------ Source extract ------

Miami-Dade, Broward, Duval and Pinellas counties all have lost students,
as have 15 other districts. Officials are scrambling to determine where
the students went and whether they are gone for good. "We used to grow
by 10,000 kids a year," said Jane Turner, budget director for the Broward
district. This past year the district lost nearly 2,500 students.
Some districts, including Seminole and Palm Beach, are on the edge of an
enrollment drop. Orange County and other Central Florida districts continue
to grow but much slower than expected. "Was this the start of a new
trend or was it just an aberration?" asked Henry Boekhoff, finance
director for Orange, which had 5,176 fewer students last year than expected.
Although no one can cite a specific cause, school officials blame the growth
stall on everything from fear of hurricanes to post-Sept. 11 curbs on immigration
to high-priced housing that drives out families.
Educators are unsure how many students to expect for the school year that
kicks off with the start of classes July 31 in Seminole County. The uncertain
numbers affect immediate expenses, such as hiring teachers, as well as long-range
planning for costly school construction.
In years past, Bradford, Jackson, Union and other small-county districts
vulnerable to local economic sways have popped up occasionally on the state's
list of districts with declining enrollment.
But Miami-Dade -- largest school district in the state and fourth-largest
in the nation -- suddenly appeared on the list three years ago. The district
lost more than 4,100 students this past school year and 9,200 since the
decline began.
Pinellas, which includes St. Petersburg, joined the list in 2004. Broward
(Fort Lauderdale) and Duval (Jacksonville) showed up this year. Those four
districts account for a third of the students in the state.
Other school systems across Florida wonder whether they are next.
In Palm Beach County, schools have struggled to handle 5,000 or more additional
students a year. Last year only 270 more students arrived.
"This year we expect to be flat. I figure we will get three kids,"
said Mike Burke, budget director for Palm Beach schools. He was not joking.
He said he came up with the total after crunching the numbers.
Annual gains of as many as 65,000 students are not unusual for Florida public
schools. But total enrollment fell short of projections in 45 of the state's
67 school districts this year, according to a state head count of students
that determines funding for schools. Although Florida had 29,844 new students,
the schools had been expecting an additional 35,630 who never showed up.
It's as though all the children in the Lake County school system disappeared.
Among Central Florida school districts, only Polk County grew beyond its
projected enrollment. Even Hillsborough County, which had the highest gain
in the state with 4,794 more students, fell far short of expectations. Clay,
Lake, Lee and Pasco school districts were other big gainers, each growing
by more than 2,000 students, but with only Clay exceeding projections.

------ Rows ------

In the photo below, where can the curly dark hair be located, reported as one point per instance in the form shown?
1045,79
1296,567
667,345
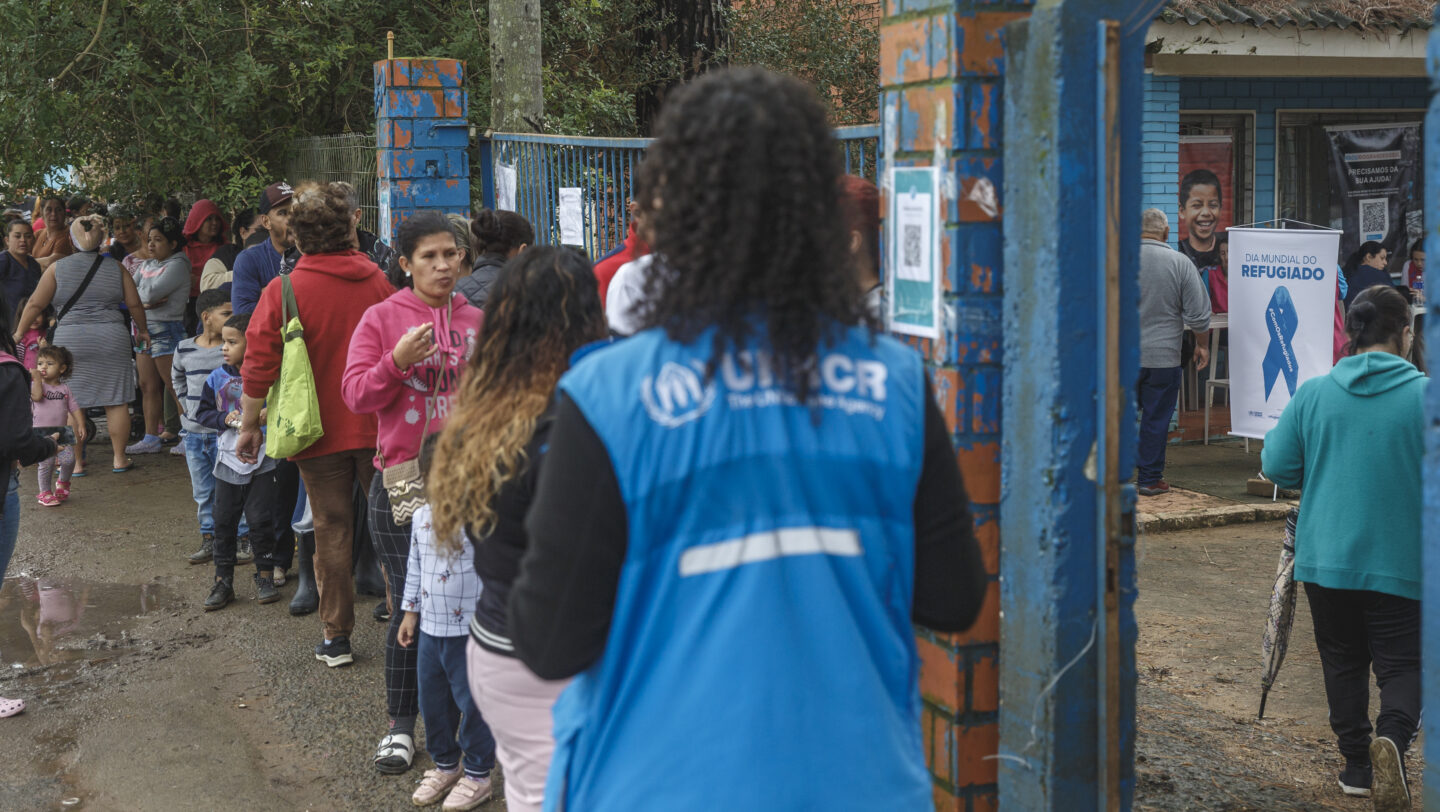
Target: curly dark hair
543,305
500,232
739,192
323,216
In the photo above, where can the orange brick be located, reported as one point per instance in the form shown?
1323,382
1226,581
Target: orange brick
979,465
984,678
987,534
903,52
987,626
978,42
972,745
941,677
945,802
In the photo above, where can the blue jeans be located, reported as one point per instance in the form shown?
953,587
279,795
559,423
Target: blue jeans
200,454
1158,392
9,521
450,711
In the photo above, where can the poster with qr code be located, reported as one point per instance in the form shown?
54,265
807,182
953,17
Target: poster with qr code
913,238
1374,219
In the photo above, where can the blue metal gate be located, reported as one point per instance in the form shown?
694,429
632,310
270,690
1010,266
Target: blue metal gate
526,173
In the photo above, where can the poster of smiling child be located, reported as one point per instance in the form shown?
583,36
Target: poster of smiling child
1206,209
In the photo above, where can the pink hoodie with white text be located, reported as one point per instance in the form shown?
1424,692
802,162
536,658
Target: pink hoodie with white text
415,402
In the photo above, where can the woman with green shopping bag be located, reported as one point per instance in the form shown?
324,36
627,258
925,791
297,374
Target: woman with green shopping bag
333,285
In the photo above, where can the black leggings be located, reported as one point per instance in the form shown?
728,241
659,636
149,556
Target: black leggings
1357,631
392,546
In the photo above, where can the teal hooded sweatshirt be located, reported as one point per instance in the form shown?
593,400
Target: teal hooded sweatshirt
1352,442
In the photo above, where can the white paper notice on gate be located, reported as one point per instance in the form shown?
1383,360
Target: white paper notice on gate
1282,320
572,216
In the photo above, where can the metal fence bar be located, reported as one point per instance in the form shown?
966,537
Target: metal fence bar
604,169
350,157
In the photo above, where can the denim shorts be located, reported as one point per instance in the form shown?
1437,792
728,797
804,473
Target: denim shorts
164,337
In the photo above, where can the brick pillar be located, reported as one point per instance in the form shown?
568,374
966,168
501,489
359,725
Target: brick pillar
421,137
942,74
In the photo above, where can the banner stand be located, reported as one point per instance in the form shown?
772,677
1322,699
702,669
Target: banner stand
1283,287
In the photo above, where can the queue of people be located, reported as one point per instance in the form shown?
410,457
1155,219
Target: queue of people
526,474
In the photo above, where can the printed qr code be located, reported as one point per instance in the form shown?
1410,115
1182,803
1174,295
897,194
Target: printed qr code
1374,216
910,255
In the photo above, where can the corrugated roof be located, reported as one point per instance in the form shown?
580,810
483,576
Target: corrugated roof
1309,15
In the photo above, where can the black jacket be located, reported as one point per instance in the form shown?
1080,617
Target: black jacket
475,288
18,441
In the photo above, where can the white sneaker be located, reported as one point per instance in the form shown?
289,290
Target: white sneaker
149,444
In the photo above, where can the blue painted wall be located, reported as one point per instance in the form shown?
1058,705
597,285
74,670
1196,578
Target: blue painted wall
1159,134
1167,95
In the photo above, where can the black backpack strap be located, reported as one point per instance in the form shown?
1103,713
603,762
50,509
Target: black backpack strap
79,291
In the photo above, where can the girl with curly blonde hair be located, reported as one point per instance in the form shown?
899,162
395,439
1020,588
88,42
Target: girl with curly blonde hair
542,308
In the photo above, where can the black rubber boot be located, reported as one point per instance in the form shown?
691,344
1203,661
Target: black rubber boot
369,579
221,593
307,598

------

Task directions: Name each school official in the article on Florida school enrollment, giving their job title and their district.

Result of this exercise:
- Jane Turner: budget director, Broward
- Henry Boekhoff: finance director, Orange
- Mike Burke: budget director, Palm Beach